### [Goal of the exercise]
All of the data needs to be repeated exactly.

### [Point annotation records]

══════

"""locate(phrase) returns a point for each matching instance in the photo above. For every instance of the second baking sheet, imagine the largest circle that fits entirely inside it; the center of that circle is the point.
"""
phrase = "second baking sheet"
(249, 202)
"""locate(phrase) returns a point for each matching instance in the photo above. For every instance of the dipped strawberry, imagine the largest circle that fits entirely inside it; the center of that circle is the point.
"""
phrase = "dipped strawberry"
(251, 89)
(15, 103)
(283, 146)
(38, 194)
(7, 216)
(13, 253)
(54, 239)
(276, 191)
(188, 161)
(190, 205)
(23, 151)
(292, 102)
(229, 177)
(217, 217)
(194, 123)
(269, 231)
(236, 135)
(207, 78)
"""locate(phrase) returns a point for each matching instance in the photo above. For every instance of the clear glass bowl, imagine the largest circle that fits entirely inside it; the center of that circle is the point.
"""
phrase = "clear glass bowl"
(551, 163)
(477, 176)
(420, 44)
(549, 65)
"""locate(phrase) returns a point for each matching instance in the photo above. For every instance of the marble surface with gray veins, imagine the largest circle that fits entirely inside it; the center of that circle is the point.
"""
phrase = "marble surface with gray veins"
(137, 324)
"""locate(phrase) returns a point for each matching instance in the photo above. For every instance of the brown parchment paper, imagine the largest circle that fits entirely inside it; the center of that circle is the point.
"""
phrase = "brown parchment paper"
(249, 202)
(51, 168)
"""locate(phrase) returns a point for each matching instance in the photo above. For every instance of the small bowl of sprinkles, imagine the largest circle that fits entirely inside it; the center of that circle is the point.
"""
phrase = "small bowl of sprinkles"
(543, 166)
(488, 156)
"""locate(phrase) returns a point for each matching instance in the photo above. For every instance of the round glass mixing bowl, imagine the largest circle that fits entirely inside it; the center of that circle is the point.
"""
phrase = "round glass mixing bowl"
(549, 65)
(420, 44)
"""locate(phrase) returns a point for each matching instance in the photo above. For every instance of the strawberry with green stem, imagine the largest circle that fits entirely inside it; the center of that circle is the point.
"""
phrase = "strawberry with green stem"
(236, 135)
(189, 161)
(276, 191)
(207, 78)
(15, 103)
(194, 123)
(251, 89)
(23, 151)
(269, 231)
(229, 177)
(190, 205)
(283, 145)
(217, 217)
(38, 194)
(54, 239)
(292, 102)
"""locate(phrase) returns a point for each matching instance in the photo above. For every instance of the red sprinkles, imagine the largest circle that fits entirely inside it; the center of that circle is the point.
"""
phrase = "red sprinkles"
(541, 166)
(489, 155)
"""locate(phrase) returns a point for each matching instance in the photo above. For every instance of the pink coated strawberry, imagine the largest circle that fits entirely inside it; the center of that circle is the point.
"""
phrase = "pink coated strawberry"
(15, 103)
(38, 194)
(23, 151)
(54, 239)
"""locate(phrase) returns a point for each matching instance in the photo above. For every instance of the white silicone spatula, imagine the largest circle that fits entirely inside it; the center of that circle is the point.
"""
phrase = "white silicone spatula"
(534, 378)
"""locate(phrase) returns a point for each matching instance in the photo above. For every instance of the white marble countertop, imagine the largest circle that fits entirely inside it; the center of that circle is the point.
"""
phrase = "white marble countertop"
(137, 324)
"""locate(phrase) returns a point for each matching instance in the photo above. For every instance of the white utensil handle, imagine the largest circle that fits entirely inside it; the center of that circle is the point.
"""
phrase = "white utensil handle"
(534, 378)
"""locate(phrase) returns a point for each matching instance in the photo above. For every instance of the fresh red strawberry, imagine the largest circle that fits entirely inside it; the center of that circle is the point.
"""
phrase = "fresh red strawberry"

══════

### [Solution to this exercise]
"""locate(phrase) returns a point for each matching instance in the photo above. For every instance of the second baking sheet, imagine the largest circle that fits entirely inside it; the center of that circle is the point.
"""
phrase = "second baking sheet"
(249, 202)
"""locate(phrase) returns a point for each matching instance in the photo above. For every instance of the dipped strawberry, imagine the largest circle that fits entirely inside it; the center of that circle is the point.
"""
phrase = "dipped strawberry"
(251, 89)
(15, 103)
(283, 146)
(38, 194)
(7, 216)
(13, 253)
(54, 239)
(276, 191)
(188, 161)
(190, 205)
(23, 151)
(292, 102)
(229, 177)
(217, 217)
(194, 123)
(269, 231)
(236, 135)
(207, 78)
"""locate(phrase) returns a point for each matching instance in the photo above. For every instance of the clear glass bowl, imagine the largest circle that fits entirely inside it; the center of that circle is the point.
"""
phrase = "clear glass bowl"
(551, 163)
(477, 176)
(420, 44)
(549, 65)
"""locate(phrase) returns a point for each matching instance in the photo above. For every instance of the marble surface with gray veins, imagine the largest circle that fits entirely inside it; the center of that circle is the point.
"""
phrase = "marble surface with gray veins"
(137, 324)
"""locate(phrase) returns a point for each matching instance in the photo above. For every instance of the brown parchment paper, imagine the largest circle that fits entirely inside it; the center of that circle is the point.
"""
phrase = "brown parchment paper"
(249, 202)
(51, 168)
"""locate(phrase) returns a point for each matching instance in the photo above. For every instance of the small bowl of sprinkles, imagine the largest circle that fits entirely inside it; the center of that circle is the point.
"""
phrase = "small bowl of sprinkles"
(543, 166)
(488, 156)
"""locate(phrase) returns a point for each matching instance in the photo above. For every instance of the round glass mixing bowl, imagine the largest circle that fits entirely inside it; the center of that circle is the point.
"""
phrase = "round glass mixing bowl"
(549, 65)
(420, 44)
"""locate(phrase) returns a point for each matching instance in the photo above. For every instance of the strawberry with green stem, imagine the largest circle that fits entirely inside it; the center of that circle is the point.
"""
phrase = "strawberry with green stem"
(236, 135)
(189, 161)
(276, 191)
(207, 78)
(15, 103)
(194, 123)
(251, 89)
(23, 151)
(269, 231)
(229, 177)
(190, 205)
(283, 145)
(217, 217)
(38, 194)
(54, 239)
(292, 102)
"""locate(phrase) returns a point for each matching instance in the photo above. For every instance of the red sprinkles, imagine the largest circle that fits entirely inside it; the center of that circle is the point.
"""
phrase = "red sprinkles"
(541, 166)
(489, 155)
"""locate(phrase) returns a point for each matching instance in the photo above. For every instance of the pink coated strawberry, imagine the largest circle that fits entirely inside it; the center of that circle is the point.
"""
phrase = "pink coated strawberry"
(15, 103)
(38, 194)
(23, 151)
(54, 239)
"""locate(phrase) returns a point for each matching instance in the photo above. For every instance of the white silicone spatula, imagine the largest circle that fits entirely inside it; the center of that circle is the point.
"""
phrase = "white silicone spatula"
(534, 378)
"""locate(phrase) returns a point for each matching instance in the photo above. For every instance of the white marble countertop, imagine the largest circle that fits entirely inside it; the center of that circle is the point.
"""
phrase = "white marble countertop"
(137, 324)
"""locate(phrase) returns a point for each matching instance in the photo above. For every instance of the white utensil handle, imagine the largest circle that fits entirely inside it; the center of that circle is the point.
"""
phrase = "white utensil handle"
(534, 378)
"""locate(phrase) returns a point for each matching instance in the photo above. For every instance of the fresh red strawberry, imagine the largest circle that fits entirely inside it; the center of that circle is the point.
"""
phrase = "fresh red strawberry"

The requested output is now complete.